*Task brief*
Please transcribe the data below exactly. Leave the pictures out.
#### Source data ####
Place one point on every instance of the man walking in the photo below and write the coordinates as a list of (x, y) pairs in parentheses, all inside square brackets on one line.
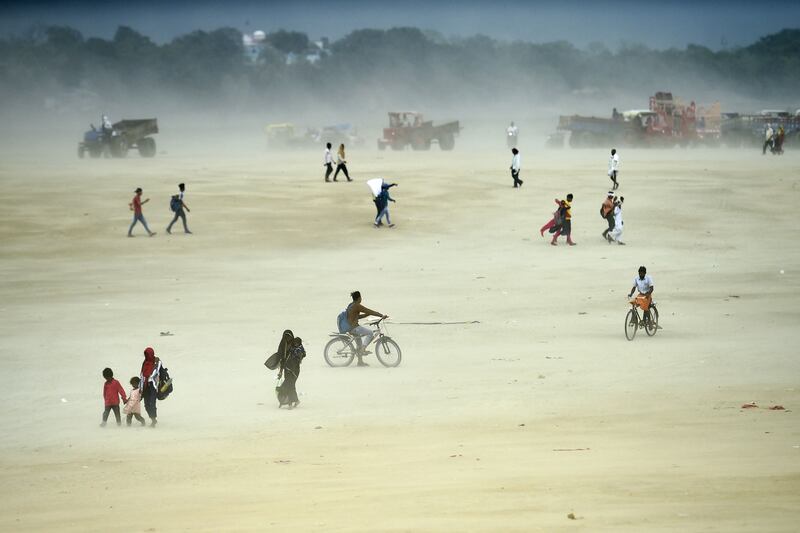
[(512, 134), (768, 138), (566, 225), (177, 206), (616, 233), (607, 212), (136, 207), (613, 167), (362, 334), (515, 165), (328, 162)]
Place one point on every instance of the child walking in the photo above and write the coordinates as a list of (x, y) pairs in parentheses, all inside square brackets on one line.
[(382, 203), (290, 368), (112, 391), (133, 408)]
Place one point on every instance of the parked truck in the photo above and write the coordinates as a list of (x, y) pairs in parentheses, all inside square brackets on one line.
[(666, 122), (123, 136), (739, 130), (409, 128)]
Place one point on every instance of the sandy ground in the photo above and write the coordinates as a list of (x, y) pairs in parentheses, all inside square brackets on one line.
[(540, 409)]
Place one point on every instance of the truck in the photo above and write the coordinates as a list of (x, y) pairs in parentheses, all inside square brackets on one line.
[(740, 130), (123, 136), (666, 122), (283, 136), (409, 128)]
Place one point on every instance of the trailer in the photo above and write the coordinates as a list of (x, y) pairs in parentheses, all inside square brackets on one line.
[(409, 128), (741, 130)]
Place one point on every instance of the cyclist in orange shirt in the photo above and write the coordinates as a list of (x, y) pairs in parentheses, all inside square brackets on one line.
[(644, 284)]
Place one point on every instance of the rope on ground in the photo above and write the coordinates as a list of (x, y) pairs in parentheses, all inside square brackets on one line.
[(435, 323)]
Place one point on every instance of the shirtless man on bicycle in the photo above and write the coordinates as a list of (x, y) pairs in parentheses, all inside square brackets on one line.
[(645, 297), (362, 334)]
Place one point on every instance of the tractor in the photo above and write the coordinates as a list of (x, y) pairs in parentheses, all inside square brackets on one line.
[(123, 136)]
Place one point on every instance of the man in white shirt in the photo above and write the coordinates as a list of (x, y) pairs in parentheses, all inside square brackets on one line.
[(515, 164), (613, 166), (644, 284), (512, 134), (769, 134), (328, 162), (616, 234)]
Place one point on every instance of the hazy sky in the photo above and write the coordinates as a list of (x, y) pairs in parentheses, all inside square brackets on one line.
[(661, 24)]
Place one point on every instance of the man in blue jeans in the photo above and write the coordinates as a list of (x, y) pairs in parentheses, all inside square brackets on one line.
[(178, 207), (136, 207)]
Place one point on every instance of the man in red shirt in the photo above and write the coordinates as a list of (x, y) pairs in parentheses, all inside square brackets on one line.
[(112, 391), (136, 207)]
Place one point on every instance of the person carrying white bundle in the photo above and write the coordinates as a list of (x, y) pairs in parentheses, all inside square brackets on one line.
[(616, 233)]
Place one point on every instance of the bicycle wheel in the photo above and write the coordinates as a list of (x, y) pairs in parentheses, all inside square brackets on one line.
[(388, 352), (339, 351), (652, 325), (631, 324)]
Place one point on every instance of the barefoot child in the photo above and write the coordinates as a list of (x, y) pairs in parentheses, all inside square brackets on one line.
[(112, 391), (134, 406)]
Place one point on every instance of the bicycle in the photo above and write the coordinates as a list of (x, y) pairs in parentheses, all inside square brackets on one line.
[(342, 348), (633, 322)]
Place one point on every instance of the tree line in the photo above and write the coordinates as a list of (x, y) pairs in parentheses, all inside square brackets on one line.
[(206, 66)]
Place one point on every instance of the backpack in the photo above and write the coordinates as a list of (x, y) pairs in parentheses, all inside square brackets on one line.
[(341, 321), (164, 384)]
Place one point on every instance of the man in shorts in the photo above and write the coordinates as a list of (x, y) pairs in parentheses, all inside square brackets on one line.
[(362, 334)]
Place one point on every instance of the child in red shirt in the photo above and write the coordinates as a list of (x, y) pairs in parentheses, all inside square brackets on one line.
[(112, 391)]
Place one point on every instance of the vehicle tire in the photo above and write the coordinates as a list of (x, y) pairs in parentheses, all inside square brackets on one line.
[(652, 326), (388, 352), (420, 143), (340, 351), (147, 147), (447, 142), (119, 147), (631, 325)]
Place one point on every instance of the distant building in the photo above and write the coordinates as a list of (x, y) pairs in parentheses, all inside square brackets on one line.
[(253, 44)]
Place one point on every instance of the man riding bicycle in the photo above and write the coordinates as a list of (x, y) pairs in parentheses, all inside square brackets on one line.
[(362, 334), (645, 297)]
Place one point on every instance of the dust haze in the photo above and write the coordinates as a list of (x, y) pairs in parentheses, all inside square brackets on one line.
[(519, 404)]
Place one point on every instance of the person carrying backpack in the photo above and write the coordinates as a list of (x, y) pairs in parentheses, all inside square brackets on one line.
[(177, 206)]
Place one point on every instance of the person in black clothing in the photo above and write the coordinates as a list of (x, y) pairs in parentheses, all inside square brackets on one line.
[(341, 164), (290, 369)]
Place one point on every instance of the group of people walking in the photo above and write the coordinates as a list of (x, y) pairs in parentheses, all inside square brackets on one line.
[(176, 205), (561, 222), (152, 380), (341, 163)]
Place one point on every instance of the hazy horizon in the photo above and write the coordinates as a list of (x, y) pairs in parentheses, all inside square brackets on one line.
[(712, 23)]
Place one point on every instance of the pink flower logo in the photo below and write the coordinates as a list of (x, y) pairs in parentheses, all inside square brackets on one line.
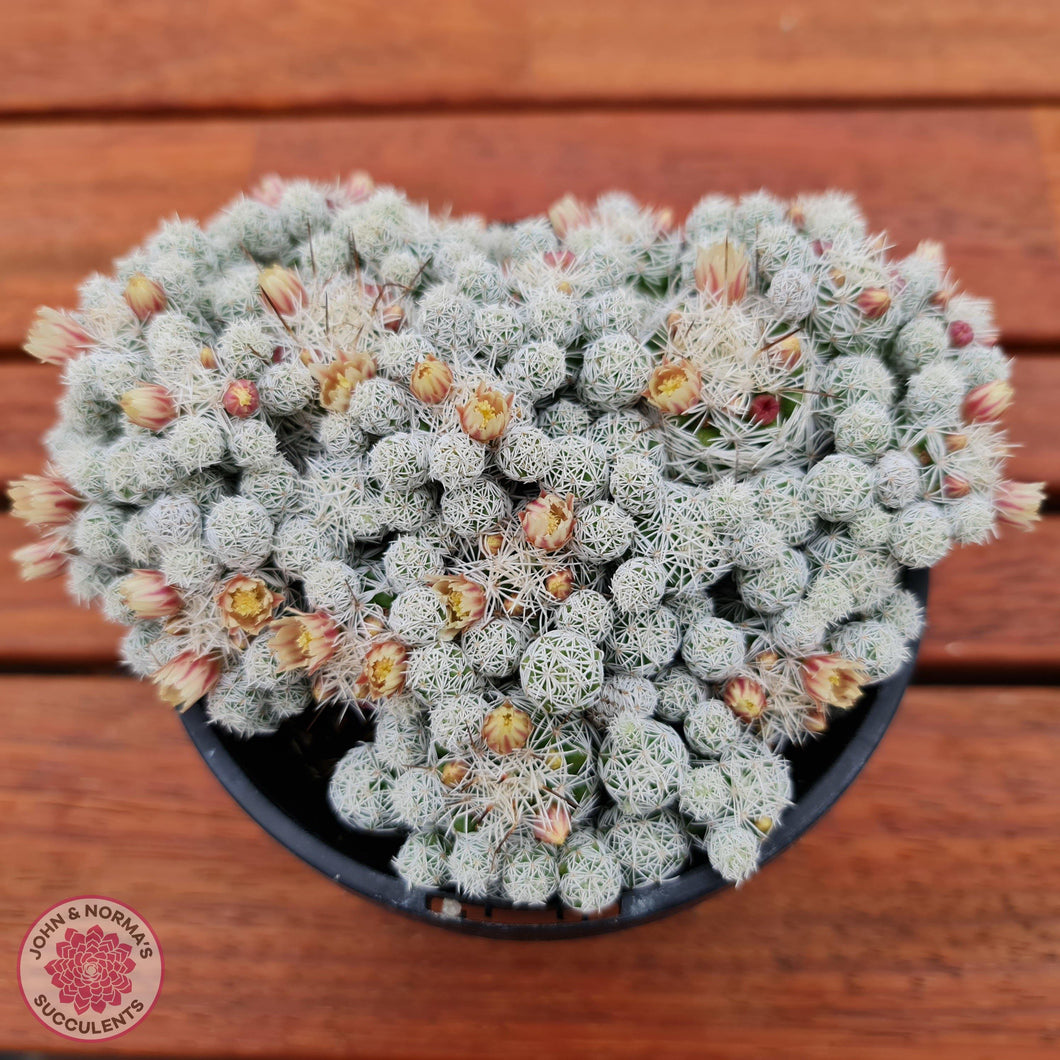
####
*Written solution*
Place one point on every instance of the man walking in the photo below and write the coordinates as a list of (x, y) pairs in parentheses, all inside square brackets on one line.
[(512, 134), (768, 138), (566, 225), (177, 206), (616, 233), (607, 212), (136, 207), (613, 167), (362, 334), (515, 165), (328, 162)]
Place one point on every instance of the child walking in the photo above and write the coordinates as a list of (x, y) pairs in parentheses, all inside square brackets on one line.
[(382, 203), (290, 368), (112, 391), (133, 408)]
Place one point on every instance of the parked truck in the photo above and write the coordinates as a list of (x, y) pairs in parentheses, all inside square brackets on one line.
[(666, 122), (123, 136), (739, 130), (409, 128)]
Place one point on every instance of the sandy ground in the photo above and write the coordinates as a list of (x, y) pairs in parentheses, all inside square brackets on one line.
[(540, 409)]
Place one point on every instance of the truck in the photo above and write the coordinates as a list of (x, y) pairs in parentheses, all inside square brackets on one line.
[(740, 130), (123, 136), (666, 122), (283, 136), (409, 128)]
Place one point on every instance of the trailer in the photo above and write the coordinates as a list of (x, y) pairs in parentheses, all inside square brackets on one line.
[(409, 128), (741, 130)]
Place one point on every instance of the cyclist in orange shirt in the photo above and write the coordinates as a list of (x, y) pairs in parentheses, all inside square brackets on one line.
[(644, 284)]
Place one point on every instance of the rope on ground in the photo above and write the coordinates as a list of (x, y) pairs in parentheses, all inside square brackets on one line.
[(435, 323)]
Place one point on every instance of the shirtless man on bicycle in the photo above and write the coordinates as a list of (x, y) pairs in parentheses, all inside square brackets on one line.
[(645, 297), (362, 334)]
Place one point on every instance of the tractor in the photo above and write the coordinates as a list of (x, y) pairs in parentheses, all inside square brackets on one line.
[(123, 136)]
Place one point on every instance of the man in white shirt in the photo above and write the coordinates as a list of (x, y) pairs in parentheses, all inside square brackets on one line.
[(515, 164), (613, 166), (644, 284), (512, 134), (769, 134), (328, 162), (616, 234)]
Place one point on every instance of the hazy sky in the photo above and write the coordinates as a list of (x, y) pairs in parentheses, all inside square brackets on one line.
[(661, 24)]
Place one point on every instance of the man in blue jeans in the photo above and write the coordinates as a list of (x, y) pairs in parentheses, all inside square brackets on one line.
[(178, 207), (136, 207)]
Place one point on every instance of the man in red shirt in the photo above and write the coordinates as a list of (x, y) pairs in parentheses, all inside square brackets on one line.
[(112, 391), (136, 207)]
Place one point on every instance of the person carrying white bundle in the photo above and write the coordinates as a list of (x, y) pairs in parentheses, all inside square brackets on one line.
[(616, 233)]
Place one point on every instance of the bicycle wheel in the photo above and write the coordinates as a list of (x, y) pairs in parentheses, all inside square brackets on one line.
[(388, 352), (339, 351), (652, 325), (631, 324)]
Place one point on every instance of the barefoot child in the photo above and write the coordinates as a list of (x, y) pairs in parentheses, all inside square brackets on one line.
[(112, 391), (134, 406)]
Place one point on every instance of the bicycle in the photo above and write the coordinates as a list of (x, y) pairs in parentheses, all inside square brackets on one line.
[(342, 348), (633, 322)]
Place one point on every instance of the tree line in the photo above and write the coordinates as a list of (x, y) pairs in parentheses, all inside square brackets on one line.
[(206, 66)]
Place one point on every instance of the backpack in the photo above and write the coordinates as a list of (x, y) pairs in parentheses, all inside square brackets on one line.
[(341, 321), (164, 384)]
Place one point on every instance of the man in shorts in the photo above and write the coordinates as a list of (x, y) pairs in parentheses, all inside square brackets on one line.
[(362, 334)]
Place one point on every instance of the child in red shirt in the photo above and write the coordinates as a list of (x, y) pairs in parentheses, all inside square brackets on one line.
[(112, 391)]
Place one point on every instance of the vehicle tire in the photo above and write the coordinates as a list of (x, y) pairs in parentheses, all inside square brackets on one line.
[(652, 326), (388, 352), (420, 143), (340, 351), (147, 147), (447, 142), (119, 147), (631, 325)]
Place one point on every instance of the distant building in the photo above and write the coordinates as a list of (x, y) pairs in parentheses, all inside square brackets on one line.
[(253, 44)]
Place one point on every instance of the man riding bicycle in the photo above and write the coordinates as a list of (x, y) pairs in parentheses, all inside square brackets on one line.
[(362, 334), (645, 297)]
Place one point on every instance of the dust haze in the photo above and write the coordinates as a list of (x, y) pairs in parentheses, all inside square brackets on one line.
[(519, 404)]
Place one point on every instance of the person carrying backpack in the photo above and write the coordinates as a list of (x, y) pairs in parentheses, all inside square brackets on one line.
[(177, 206)]
Place one point on every instance of the person in black clothing in the photo above and write the coordinates as a list of (x, y) pairs in parentheses, all inside square brackets on one line.
[(341, 164), (290, 369)]
Place one point on every instance of the group of people walking in the photo above and write the coordinates as a list of (x, y) pairs in parentheses, all inside square brackets on one line.
[(176, 205), (561, 222), (152, 380), (341, 163)]
Place one point on every instance of the hazy horizon in the photo above and write the coordinates as a list of (x, y) pairs in parentheses, all inside square brackets on one line.
[(712, 23)]
Place one point on every instance of the pink flower logo in the photo below and write the coordinates as a list of (x, y) pairs in parentheses, all inside square brackets on one line.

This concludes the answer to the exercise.